Stored dataset items:
== Segment start ==

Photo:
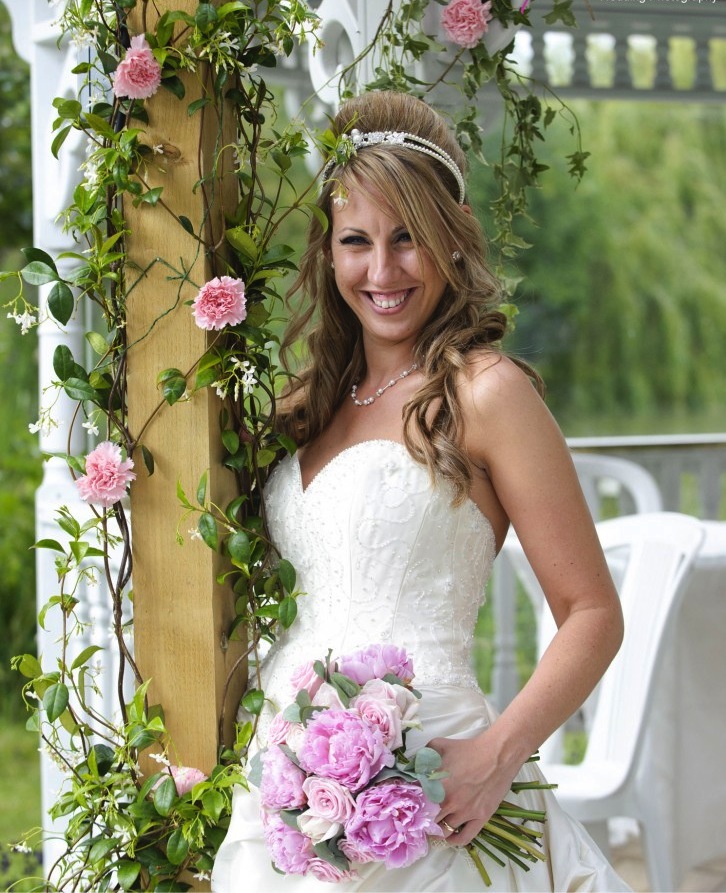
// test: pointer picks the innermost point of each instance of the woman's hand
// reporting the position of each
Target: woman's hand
(475, 785)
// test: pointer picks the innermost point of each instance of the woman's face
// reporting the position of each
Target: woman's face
(391, 288)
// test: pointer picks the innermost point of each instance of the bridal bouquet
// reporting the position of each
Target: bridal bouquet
(338, 788)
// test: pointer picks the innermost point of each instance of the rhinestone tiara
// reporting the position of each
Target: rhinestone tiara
(356, 141)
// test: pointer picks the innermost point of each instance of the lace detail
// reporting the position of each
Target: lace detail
(382, 557)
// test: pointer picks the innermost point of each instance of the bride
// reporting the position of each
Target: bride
(420, 442)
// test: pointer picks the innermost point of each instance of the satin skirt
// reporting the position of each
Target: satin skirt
(574, 862)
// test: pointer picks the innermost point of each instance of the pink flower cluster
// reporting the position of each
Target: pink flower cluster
(107, 475)
(465, 22)
(334, 767)
(221, 302)
(138, 74)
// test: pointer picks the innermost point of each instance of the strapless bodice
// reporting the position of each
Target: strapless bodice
(381, 556)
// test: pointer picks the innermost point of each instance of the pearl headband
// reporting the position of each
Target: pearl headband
(355, 140)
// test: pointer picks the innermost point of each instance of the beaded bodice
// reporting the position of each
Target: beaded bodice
(382, 557)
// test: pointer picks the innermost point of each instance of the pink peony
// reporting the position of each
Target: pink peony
(290, 849)
(339, 744)
(305, 677)
(185, 777)
(107, 475)
(375, 662)
(465, 22)
(328, 799)
(391, 824)
(220, 302)
(138, 74)
(282, 780)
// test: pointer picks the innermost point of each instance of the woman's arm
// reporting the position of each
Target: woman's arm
(527, 476)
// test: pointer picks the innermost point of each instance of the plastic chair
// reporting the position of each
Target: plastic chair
(656, 551)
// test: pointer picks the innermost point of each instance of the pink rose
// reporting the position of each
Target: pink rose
(339, 744)
(375, 662)
(185, 777)
(290, 849)
(107, 475)
(305, 677)
(384, 714)
(328, 799)
(465, 22)
(324, 871)
(391, 824)
(221, 302)
(138, 74)
(282, 780)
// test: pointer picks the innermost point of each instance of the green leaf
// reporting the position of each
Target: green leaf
(287, 574)
(208, 529)
(177, 849)
(78, 389)
(98, 343)
(29, 666)
(39, 273)
(127, 872)
(61, 302)
(101, 849)
(253, 701)
(288, 611)
(55, 700)
(164, 796)
(214, 804)
(239, 547)
(241, 241)
(37, 254)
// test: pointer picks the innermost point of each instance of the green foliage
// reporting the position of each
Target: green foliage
(622, 290)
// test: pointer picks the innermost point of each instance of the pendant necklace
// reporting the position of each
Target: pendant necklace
(380, 391)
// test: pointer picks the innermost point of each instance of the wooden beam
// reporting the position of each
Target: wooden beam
(181, 615)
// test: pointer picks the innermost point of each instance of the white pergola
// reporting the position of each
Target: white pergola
(553, 56)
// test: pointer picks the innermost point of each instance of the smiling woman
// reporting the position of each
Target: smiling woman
(392, 510)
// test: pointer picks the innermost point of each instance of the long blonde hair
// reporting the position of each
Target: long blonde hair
(422, 193)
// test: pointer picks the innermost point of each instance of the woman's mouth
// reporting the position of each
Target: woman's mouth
(389, 300)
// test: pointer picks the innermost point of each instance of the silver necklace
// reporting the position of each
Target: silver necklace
(380, 391)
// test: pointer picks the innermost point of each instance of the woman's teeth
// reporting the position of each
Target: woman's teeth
(385, 302)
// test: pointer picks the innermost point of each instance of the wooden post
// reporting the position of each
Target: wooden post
(181, 615)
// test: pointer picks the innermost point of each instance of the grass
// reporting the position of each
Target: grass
(20, 812)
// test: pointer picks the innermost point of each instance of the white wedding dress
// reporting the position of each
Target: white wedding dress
(383, 557)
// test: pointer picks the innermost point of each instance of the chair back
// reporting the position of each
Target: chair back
(652, 554)
(633, 488)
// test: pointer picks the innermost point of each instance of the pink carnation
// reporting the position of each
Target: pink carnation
(220, 302)
(138, 74)
(375, 662)
(290, 849)
(185, 777)
(391, 824)
(339, 744)
(465, 22)
(282, 780)
(107, 475)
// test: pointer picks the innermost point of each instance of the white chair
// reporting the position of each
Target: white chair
(656, 551)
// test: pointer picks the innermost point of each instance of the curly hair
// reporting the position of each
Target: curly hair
(424, 195)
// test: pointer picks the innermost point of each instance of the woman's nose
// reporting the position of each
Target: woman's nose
(382, 265)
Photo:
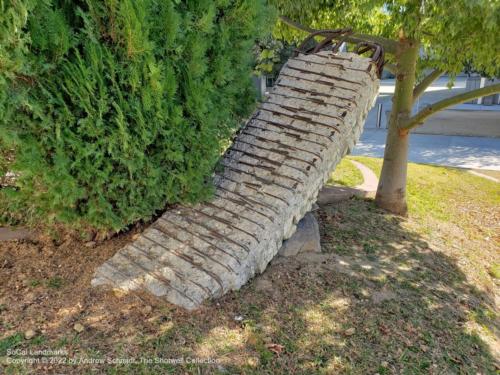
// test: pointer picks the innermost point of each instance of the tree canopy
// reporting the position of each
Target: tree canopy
(450, 32)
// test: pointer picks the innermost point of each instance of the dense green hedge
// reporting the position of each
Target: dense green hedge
(116, 108)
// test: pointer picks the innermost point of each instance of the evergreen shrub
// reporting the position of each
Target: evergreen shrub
(112, 109)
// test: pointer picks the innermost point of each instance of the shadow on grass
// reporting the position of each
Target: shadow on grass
(380, 299)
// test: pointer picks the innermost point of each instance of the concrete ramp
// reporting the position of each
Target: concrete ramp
(270, 178)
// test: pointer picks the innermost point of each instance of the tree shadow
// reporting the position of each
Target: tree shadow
(381, 298)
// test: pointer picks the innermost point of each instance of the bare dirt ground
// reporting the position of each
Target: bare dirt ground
(388, 295)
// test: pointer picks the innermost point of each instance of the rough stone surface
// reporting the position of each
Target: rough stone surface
(305, 239)
(271, 177)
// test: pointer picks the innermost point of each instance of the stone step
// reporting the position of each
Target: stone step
(270, 179)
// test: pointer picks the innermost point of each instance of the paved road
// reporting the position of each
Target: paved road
(453, 151)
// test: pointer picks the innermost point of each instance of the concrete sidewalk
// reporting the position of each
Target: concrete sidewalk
(452, 151)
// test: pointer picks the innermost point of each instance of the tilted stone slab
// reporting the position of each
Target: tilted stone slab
(271, 177)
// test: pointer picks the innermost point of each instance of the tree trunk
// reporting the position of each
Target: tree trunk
(391, 191)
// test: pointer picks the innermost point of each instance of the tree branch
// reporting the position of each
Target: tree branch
(426, 82)
(391, 68)
(390, 46)
(425, 113)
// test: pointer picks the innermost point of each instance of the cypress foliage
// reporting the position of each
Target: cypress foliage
(115, 108)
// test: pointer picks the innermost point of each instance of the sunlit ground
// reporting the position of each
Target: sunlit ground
(388, 295)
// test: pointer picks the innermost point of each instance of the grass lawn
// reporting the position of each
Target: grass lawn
(388, 295)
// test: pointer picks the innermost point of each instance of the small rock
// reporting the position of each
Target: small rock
(263, 285)
(350, 331)
(29, 334)
(79, 328)
(305, 239)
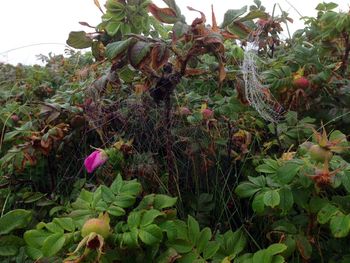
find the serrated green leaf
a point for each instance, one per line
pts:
(53, 244)
(193, 229)
(170, 228)
(275, 249)
(246, 189)
(258, 204)
(124, 201)
(326, 213)
(132, 188)
(134, 219)
(54, 228)
(107, 194)
(66, 223)
(181, 246)
(33, 252)
(149, 216)
(340, 225)
(112, 27)
(35, 238)
(272, 198)
(9, 245)
(203, 239)
(287, 172)
(210, 250)
(117, 184)
(15, 219)
(79, 39)
(138, 52)
(150, 234)
(164, 201)
(167, 256)
(286, 199)
(115, 210)
(114, 49)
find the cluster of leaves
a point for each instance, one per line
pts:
(146, 230)
(301, 196)
(167, 99)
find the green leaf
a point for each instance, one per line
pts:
(286, 199)
(164, 201)
(132, 188)
(150, 234)
(112, 27)
(134, 219)
(345, 180)
(203, 239)
(107, 194)
(287, 172)
(262, 256)
(266, 168)
(340, 225)
(66, 223)
(260, 180)
(149, 216)
(54, 228)
(275, 249)
(53, 244)
(210, 250)
(117, 184)
(271, 198)
(36, 237)
(9, 245)
(18, 218)
(258, 204)
(115, 210)
(33, 252)
(139, 52)
(188, 258)
(130, 239)
(79, 39)
(124, 201)
(278, 259)
(167, 256)
(181, 246)
(325, 214)
(193, 229)
(246, 189)
(170, 228)
(235, 242)
(114, 49)
(304, 246)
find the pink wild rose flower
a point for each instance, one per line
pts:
(95, 160)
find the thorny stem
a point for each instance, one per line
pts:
(277, 136)
(172, 179)
(345, 59)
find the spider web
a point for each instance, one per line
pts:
(257, 94)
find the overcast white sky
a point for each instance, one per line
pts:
(30, 22)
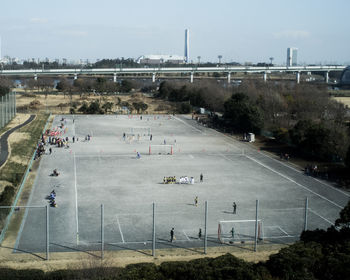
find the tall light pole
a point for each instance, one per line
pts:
(219, 57)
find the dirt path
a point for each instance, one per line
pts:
(4, 150)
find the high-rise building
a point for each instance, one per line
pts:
(292, 57)
(187, 46)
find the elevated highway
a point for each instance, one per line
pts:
(191, 71)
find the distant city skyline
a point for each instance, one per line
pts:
(240, 31)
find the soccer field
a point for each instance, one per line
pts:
(105, 170)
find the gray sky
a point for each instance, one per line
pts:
(243, 31)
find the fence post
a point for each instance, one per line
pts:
(2, 112)
(47, 233)
(256, 225)
(205, 227)
(305, 214)
(154, 231)
(102, 232)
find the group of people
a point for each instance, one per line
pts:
(186, 180)
(183, 179)
(40, 150)
(51, 197)
(55, 173)
(169, 180)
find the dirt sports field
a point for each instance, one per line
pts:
(105, 170)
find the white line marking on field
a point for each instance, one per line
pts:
(76, 193)
(282, 236)
(283, 230)
(73, 126)
(120, 230)
(328, 221)
(300, 185)
(186, 235)
(191, 126)
(295, 169)
(286, 165)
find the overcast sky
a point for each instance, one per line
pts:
(242, 31)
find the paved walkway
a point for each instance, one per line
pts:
(4, 148)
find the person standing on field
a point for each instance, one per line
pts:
(172, 235)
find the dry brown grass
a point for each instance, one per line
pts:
(344, 100)
(75, 260)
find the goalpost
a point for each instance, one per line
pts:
(239, 230)
(142, 131)
(160, 149)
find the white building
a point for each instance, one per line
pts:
(160, 59)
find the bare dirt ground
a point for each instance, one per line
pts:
(344, 100)
(79, 260)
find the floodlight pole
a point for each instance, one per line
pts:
(154, 231)
(305, 215)
(102, 232)
(205, 227)
(256, 226)
(47, 233)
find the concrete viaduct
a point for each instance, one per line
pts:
(190, 71)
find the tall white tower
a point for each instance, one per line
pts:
(292, 57)
(187, 45)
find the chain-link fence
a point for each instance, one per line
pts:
(194, 226)
(7, 108)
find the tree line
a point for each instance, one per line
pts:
(319, 255)
(303, 116)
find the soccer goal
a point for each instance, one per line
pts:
(239, 231)
(142, 131)
(161, 149)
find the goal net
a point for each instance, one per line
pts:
(161, 149)
(239, 230)
(141, 131)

== Segment end ==

**ABOUT THIS TASK**
Return, from the data, each line that has the word "fence" in it.

**OUTPUT BELOW**
find the fence post
find the chain-link fence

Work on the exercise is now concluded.